* [WHAT IS REQUIRED]
Leaving out all pictures, reproduce the entries below exactly, from the first line through the line that contains "target | light switch plate".

* [DATA SUPPLIED]

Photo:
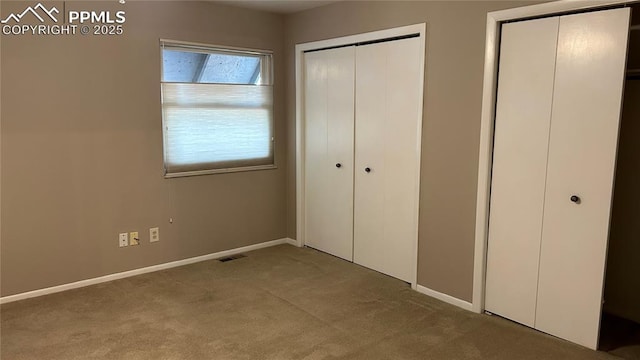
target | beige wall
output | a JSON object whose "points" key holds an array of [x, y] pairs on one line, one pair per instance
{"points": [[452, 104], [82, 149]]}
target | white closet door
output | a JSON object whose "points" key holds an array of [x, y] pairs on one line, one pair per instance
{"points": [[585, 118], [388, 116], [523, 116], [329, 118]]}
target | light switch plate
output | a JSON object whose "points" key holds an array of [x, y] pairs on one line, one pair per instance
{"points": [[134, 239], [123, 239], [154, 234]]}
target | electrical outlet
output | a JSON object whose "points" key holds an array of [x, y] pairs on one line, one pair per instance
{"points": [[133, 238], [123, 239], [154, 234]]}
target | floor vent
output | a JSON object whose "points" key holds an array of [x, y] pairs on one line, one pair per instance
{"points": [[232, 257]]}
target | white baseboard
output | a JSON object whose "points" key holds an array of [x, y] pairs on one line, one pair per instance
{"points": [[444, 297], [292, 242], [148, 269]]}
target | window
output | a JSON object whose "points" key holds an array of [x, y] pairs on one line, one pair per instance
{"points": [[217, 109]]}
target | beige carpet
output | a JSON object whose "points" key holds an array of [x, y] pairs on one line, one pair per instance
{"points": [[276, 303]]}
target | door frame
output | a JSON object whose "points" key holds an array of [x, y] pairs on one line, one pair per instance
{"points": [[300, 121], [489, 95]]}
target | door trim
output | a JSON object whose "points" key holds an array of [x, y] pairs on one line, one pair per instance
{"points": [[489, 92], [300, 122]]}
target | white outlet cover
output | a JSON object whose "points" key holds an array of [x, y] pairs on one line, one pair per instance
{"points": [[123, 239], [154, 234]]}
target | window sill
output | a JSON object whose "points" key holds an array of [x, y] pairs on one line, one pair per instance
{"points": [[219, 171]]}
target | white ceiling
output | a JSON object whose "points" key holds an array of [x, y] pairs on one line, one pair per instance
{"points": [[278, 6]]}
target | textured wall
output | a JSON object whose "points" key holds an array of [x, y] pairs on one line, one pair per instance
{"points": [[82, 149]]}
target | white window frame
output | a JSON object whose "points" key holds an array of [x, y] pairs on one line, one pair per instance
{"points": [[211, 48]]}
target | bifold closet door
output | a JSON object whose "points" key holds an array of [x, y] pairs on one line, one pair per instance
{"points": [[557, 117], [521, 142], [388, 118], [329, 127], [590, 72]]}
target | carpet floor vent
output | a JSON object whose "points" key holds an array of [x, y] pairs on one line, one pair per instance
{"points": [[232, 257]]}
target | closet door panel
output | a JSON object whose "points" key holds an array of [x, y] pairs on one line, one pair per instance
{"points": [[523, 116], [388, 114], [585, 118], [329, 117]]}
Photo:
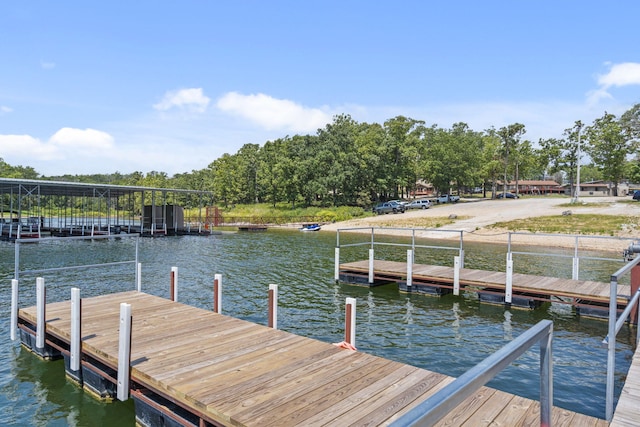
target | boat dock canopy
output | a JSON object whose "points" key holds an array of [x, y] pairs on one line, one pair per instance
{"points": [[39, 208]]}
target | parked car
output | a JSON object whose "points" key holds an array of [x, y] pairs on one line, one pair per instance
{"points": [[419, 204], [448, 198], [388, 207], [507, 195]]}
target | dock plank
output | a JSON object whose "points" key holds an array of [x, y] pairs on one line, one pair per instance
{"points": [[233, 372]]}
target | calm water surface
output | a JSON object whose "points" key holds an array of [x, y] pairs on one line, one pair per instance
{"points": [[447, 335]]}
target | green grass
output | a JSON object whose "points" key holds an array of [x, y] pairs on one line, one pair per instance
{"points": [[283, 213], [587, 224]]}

* [COMPLETED TASK]
Photo:
target | beige wall
output | a JSON object whose "points" key holds an array of [x, y] pairs on one line, one pair per instance
{"points": [[452, 104], [82, 149]]}
target | white closet door
output | a JSON object whose "points" key holds an array of [x, y] pairs on one line, one pair per instance
{"points": [[585, 118], [388, 116], [523, 116], [329, 118]]}
target | light switch plate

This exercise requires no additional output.